WHAT IS ASKED: Please pull every line of text out of the records below and copy it word for word, leaving out the pictures.

SOURCE MATERIAL:
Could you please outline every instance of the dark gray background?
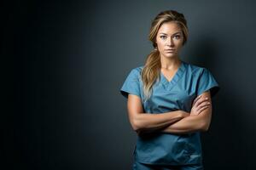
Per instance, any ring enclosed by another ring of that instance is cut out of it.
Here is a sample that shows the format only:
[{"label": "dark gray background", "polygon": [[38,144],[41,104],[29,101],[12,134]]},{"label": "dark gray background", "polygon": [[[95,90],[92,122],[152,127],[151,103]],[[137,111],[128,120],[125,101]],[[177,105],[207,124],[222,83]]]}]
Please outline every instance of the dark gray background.
[{"label": "dark gray background", "polygon": [[255,169],[255,8],[249,0],[4,3],[1,58],[12,63],[3,73],[15,98],[1,114],[1,166],[131,169],[137,135],[119,88],[153,48],[154,17],[175,9],[189,30],[181,59],[209,69],[221,88],[201,135],[205,168]]}]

REPLY TO THE TASK:
Could you please outline every instance of the dark gray background?
Per instance, any ring enclosed by another ring of that instance is cut out of it.
Here is a sample that shows the format only:
[{"label": "dark gray background", "polygon": [[38,144],[41,104],[29,101],[12,134]]},{"label": "dark gray background", "polygon": [[[95,90],[92,122],[152,127],[151,103]],[[137,111],[128,120],[125,101]],[[177,105],[207,124],[222,83]]]}]
Please outline every instance of the dark gray background.
[{"label": "dark gray background", "polygon": [[255,169],[255,8],[249,0],[4,3],[1,58],[12,63],[3,73],[15,98],[1,114],[1,166],[131,169],[137,135],[119,88],[153,48],[154,17],[175,9],[189,30],[181,59],[209,69],[221,88],[201,135],[205,168]]}]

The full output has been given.